Can you repeat, word for word, the items from the line containing "TARGET: white sign" through the end of the items, both ends included?

**MATERIAL PROVIDED:**
|---|

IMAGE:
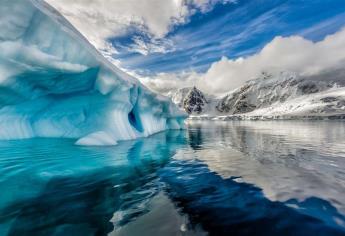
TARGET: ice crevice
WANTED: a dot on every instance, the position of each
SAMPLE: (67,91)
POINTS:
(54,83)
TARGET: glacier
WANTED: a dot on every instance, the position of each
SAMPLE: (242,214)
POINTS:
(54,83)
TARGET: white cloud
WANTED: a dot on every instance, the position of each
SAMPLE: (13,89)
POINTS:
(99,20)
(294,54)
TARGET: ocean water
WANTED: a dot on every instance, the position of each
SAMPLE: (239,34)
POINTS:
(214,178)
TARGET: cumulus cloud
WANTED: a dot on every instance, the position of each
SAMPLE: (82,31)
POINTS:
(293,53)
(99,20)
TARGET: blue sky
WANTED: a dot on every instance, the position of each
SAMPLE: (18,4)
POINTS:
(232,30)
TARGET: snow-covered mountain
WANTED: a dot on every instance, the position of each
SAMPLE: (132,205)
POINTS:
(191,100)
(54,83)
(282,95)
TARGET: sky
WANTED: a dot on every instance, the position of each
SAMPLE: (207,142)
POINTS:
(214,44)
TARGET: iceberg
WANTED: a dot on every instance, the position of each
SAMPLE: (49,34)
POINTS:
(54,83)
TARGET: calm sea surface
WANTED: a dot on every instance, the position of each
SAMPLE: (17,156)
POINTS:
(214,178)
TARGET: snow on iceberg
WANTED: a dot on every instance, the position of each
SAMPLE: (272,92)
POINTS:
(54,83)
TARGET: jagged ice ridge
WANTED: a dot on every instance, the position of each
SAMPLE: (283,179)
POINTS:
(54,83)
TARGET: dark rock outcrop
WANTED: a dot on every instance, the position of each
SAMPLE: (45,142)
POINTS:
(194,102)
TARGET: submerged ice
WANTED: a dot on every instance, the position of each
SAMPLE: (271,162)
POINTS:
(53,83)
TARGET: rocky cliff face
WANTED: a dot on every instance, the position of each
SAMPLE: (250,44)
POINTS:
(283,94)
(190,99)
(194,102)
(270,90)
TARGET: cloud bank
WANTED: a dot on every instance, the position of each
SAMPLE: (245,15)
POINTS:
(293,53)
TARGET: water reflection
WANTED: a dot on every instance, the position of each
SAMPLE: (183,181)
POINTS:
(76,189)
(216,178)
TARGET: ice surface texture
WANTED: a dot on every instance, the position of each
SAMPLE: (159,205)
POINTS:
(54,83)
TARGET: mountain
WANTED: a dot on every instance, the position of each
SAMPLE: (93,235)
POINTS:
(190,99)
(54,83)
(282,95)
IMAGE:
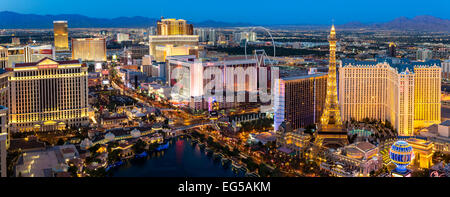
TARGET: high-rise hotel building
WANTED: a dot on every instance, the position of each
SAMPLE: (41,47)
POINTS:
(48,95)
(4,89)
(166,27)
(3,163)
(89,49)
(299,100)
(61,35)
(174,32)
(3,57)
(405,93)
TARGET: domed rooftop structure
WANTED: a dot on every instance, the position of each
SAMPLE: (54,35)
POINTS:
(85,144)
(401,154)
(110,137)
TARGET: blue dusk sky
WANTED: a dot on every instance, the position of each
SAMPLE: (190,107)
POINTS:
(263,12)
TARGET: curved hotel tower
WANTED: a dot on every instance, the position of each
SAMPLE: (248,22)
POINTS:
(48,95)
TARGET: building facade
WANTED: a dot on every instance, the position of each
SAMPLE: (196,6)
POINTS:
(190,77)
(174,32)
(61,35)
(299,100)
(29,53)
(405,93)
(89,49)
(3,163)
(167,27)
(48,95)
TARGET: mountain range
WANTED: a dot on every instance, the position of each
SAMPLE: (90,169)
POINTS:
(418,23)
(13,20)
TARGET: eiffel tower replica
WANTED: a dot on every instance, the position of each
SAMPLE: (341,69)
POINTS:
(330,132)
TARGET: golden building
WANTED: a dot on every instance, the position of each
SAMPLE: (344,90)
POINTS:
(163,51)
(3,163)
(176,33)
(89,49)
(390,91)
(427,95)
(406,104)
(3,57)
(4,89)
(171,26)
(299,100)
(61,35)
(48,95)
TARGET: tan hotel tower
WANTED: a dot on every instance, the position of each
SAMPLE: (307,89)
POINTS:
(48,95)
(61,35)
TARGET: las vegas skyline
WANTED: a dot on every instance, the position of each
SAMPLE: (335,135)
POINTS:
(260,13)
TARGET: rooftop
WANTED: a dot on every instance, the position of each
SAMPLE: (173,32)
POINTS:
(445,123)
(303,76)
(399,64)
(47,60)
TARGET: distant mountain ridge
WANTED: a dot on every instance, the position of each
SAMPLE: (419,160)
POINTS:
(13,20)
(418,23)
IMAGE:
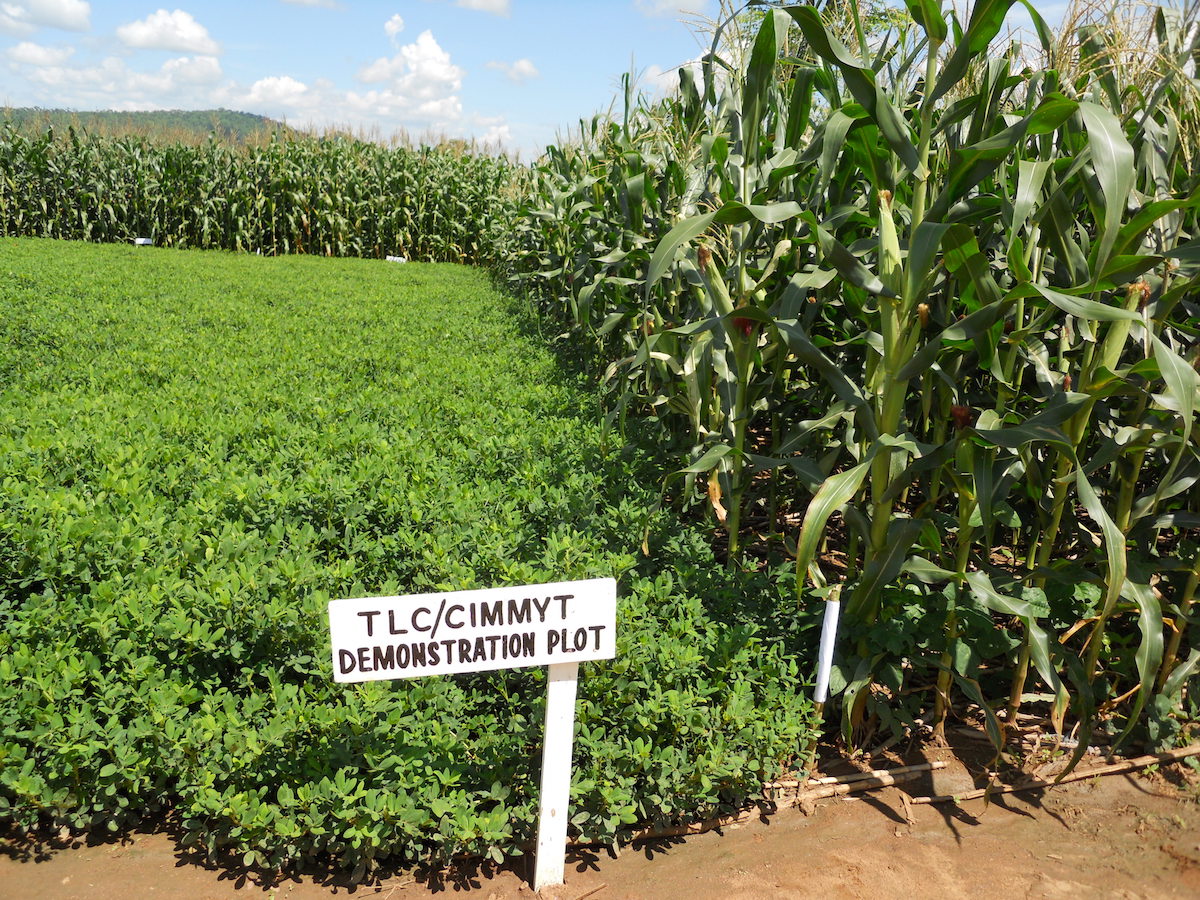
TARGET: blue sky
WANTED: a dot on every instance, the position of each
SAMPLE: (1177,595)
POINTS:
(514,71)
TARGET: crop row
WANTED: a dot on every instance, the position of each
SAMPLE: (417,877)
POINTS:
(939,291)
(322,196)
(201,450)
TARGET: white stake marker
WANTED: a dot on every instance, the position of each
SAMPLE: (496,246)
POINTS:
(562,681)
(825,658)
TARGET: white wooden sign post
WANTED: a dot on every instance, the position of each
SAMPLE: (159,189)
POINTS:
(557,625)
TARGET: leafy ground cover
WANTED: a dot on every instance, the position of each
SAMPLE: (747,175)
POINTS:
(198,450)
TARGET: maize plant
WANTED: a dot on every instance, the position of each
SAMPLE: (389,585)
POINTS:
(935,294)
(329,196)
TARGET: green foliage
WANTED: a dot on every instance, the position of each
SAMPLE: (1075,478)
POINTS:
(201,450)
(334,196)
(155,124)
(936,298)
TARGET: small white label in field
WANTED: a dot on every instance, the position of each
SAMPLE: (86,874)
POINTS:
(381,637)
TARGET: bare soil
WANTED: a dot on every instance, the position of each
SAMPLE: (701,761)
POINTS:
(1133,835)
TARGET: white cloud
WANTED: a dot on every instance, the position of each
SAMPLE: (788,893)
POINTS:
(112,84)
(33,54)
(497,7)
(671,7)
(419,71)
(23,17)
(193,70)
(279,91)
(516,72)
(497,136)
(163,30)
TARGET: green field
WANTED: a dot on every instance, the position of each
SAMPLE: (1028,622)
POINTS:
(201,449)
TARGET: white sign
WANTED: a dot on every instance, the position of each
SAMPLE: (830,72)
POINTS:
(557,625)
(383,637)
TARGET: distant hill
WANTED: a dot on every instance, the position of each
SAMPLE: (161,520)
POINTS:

|---|

**THE REPLY:**
TARGET: white sign
WANTED: a dot on every instance, the position of each
SAMPLE: (830,72)
POINTS:
(557,625)
(383,637)
TARGET: distant hill
WANTED: a dot on every instance, the position of each
SAMPLE: (161,520)
POINTS:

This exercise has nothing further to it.